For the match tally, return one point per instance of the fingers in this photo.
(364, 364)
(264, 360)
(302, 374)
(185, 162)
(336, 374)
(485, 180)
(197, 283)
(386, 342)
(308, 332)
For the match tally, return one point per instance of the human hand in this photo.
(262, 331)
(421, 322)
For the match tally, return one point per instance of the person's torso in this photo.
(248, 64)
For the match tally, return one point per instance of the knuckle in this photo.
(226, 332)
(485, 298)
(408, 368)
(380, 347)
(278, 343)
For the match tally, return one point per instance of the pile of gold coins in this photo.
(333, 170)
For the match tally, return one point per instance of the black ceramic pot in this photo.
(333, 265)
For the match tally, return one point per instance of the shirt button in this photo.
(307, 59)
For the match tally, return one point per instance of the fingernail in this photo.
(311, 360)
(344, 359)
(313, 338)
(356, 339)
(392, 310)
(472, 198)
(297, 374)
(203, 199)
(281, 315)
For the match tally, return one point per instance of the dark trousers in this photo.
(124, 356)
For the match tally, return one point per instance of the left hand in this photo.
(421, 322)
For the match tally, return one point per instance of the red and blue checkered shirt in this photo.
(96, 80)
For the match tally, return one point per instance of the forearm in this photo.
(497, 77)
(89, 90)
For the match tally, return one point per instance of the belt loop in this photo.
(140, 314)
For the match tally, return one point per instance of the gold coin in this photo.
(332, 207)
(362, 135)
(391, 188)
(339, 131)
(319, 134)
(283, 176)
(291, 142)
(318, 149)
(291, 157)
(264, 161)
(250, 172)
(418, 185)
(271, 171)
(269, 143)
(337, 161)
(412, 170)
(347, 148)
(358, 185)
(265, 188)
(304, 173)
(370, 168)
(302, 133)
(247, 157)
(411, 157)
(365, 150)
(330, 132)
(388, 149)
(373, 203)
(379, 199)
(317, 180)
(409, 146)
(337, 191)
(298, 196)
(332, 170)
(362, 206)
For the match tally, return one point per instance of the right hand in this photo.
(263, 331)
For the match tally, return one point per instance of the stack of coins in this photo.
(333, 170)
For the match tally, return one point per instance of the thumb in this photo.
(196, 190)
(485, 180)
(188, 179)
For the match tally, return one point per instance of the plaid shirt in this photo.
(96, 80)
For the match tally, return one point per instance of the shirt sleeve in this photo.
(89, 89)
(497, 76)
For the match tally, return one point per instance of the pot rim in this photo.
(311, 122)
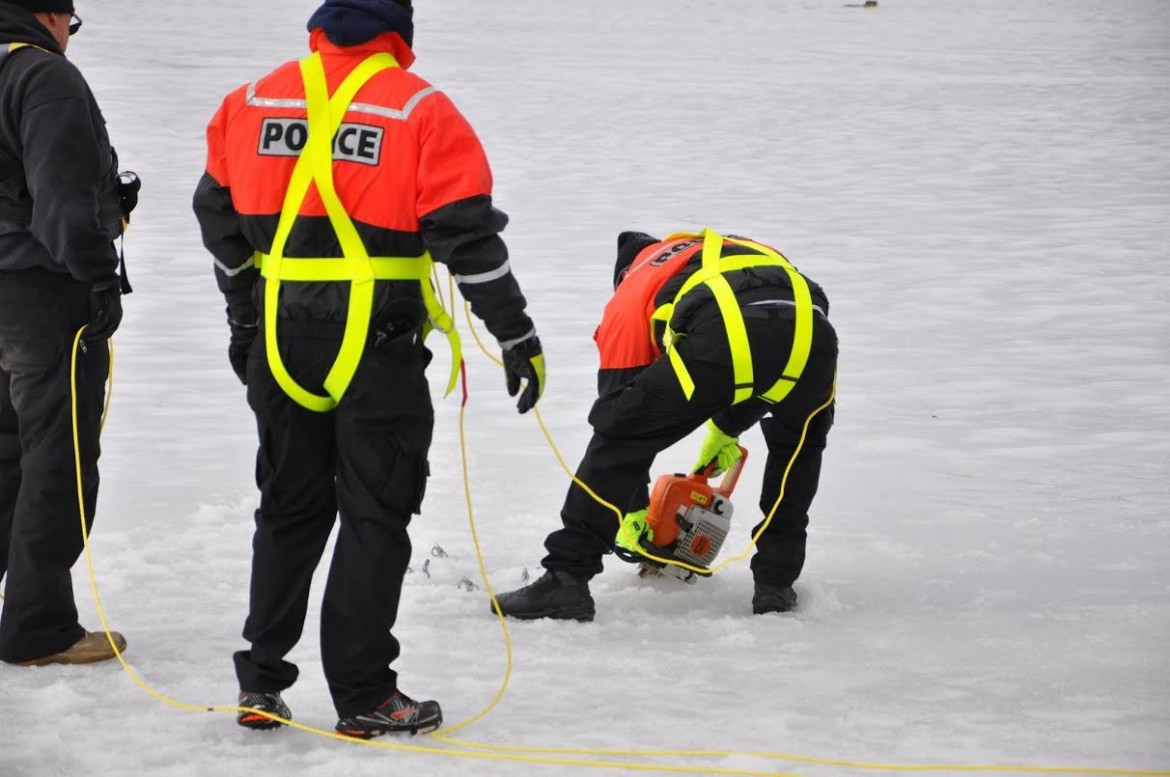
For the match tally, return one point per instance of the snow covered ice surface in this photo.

+ + + +

What is being asked:
Beginning at the line that contains "rim in this photo.", transcribe it and every later line through the last line of the data above, exactly, and drop the pictures.

Reply:
For the match tally, return one point per instance of the pot rim in this photo.
(311, 122)
For the match tally, return one point per instance of the snow covered ice surface in this photo.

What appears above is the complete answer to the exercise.